◆ **Exercise requirements**:
1. In the text on bossware, what percentage of HR leaders in the June 2020 Gartner study said they had used software or technology to track remote workers since the start of the pandemic?
2. Reproduce the bossware text word for word from "With more workers" to "those being watched.".

======== Source text ========

Is Your Boss(ware) Watching?
With more workers clocking in from home than ever before, employers have switched on monitoring systems to ensure that productivity continues apace. In a June 2020 Gartner study 26 percent of HR leaders confessed to using software or technology to track remote workers since the outset of the pandemic—up from 16 percent in April. More recently, one in five companies admitted to watching remote workers without their knowing.
Productivity tracking software or “bossware” is nothing new, and many major companies already use this technology, but the pandemic brought it into the home environment at greater scale, raising red flags for privacy experts. Whether at home or in the traditional workplace place, some programs involve the participation of the worker and require their consent to be monitored while others operate more like “stalkerware” and are invisible to those being watched.
Once installed, bossware can track anything from employee emails, employee travel or movement, and work computer usage. Some apps can take screenshots of worker computers, and conduct keystroke logging to register whether employees are staying on task.

======== Given material ========

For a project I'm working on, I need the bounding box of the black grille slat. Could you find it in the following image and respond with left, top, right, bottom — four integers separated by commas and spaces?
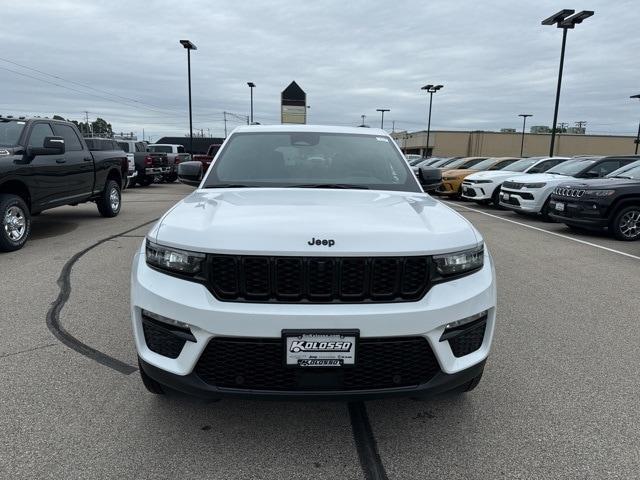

========

◆ **Answers to the tasks**:
1. 26 percent.

2.
With more workers clocking in from home than ever before, employers have switched on monitoring systems to ensure that productivity continues apace. In a June 2020 Gartner study 26 percent of HR leaders confessed to using software or technology to track remote workers since the outset of the pandemic—up from 16 percent in April. More recently, one in five companies admitted to watching remote workers without their knowing.
Productivity tracking software or “bossware” is nothing new, and many major companies already use this technology, but the pandemic brought it into the home environment at greater scale, raising red flags for privacy experts. Whether at home or in the traditional workplace place, some programs involve the participation of the worker and require their consent to be monitored while others operate more like “stalkerware” and are invisible to those being watched.